## [Task]
Here the job is to transcribe the data exactly while omitting the images.

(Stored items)
■ ■ ■ ■
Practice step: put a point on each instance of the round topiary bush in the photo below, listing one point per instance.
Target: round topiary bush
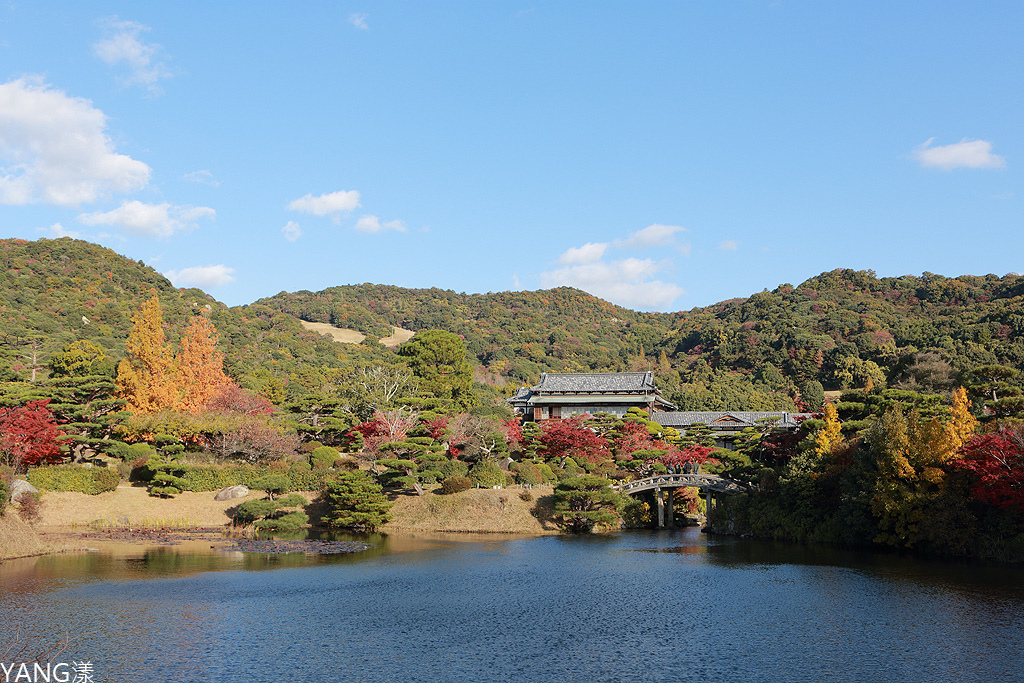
(487, 474)
(456, 484)
(324, 458)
■ ■ ■ ■
## [Written response]
Practice step: put a point on each instance of the round topiary bush in the photo below, listing one point per instance.
Target: round topiary bush
(487, 474)
(456, 484)
(324, 458)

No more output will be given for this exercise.